Set down, exactly as they appear, the line containing "Can you find the large" and all subsequent lines through the end of the material below.

---------- PROVIDED MATERIAL ----------

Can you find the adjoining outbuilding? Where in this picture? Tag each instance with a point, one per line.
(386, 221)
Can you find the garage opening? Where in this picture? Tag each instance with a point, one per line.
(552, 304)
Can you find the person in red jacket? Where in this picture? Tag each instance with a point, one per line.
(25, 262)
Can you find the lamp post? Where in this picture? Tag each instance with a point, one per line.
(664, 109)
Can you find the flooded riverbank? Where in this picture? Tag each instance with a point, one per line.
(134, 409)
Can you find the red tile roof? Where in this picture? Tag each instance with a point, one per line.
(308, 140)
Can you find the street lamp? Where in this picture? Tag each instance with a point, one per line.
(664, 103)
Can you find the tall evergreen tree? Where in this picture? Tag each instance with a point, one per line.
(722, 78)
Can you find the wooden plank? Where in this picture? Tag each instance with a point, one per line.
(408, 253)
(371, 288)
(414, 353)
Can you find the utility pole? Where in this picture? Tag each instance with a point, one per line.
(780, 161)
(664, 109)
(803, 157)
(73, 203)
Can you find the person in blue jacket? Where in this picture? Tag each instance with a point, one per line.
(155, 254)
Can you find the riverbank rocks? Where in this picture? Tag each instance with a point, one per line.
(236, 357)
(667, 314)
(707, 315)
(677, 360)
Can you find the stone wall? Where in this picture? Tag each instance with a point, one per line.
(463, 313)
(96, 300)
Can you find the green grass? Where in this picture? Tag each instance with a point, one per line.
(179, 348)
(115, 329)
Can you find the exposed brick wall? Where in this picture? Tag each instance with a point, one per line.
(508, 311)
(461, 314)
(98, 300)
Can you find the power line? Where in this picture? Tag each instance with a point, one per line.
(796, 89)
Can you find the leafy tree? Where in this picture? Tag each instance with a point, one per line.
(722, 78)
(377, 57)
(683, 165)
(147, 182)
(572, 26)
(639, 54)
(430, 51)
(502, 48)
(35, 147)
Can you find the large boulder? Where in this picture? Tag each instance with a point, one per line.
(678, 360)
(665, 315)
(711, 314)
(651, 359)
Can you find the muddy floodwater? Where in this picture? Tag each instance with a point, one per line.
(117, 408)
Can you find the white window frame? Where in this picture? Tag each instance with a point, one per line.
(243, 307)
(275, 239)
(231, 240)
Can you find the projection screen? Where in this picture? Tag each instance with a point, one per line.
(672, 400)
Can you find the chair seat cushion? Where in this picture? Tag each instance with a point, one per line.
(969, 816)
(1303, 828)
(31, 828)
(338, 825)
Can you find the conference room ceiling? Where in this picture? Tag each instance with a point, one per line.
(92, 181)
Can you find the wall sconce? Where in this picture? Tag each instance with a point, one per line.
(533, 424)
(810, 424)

----------

▶ _TASK RESPONSE_
Can you find the large boulder? Where in this picture? Tag each instance with a point, one per line.
(678, 360)
(665, 315)
(711, 314)
(651, 359)
Can you find the muddy floodwater? Where in this picture? Tag each instance with a point, one per line.
(117, 408)
Can you find the white window frame? Where in this picture? Tag each instance with a point, one per line.
(243, 307)
(275, 239)
(231, 240)
Can you find the projection screen? Where in this picture? Tag each instance with a point, one per line.
(672, 400)
Can you find the chair seat cushion? Where in this picture? Tag each instance with a point, one per line.
(969, 816)
(1303, 828)
(31, 828)
(338, 825)
Can you find the conference room ceiling? Where in this picture? Tag each instance with a point, one per line.
(92, 181)
Can you find the wall sconce? Where in this picture? Tag each instance with a point, one per line.
(533, 424)
(810, 424)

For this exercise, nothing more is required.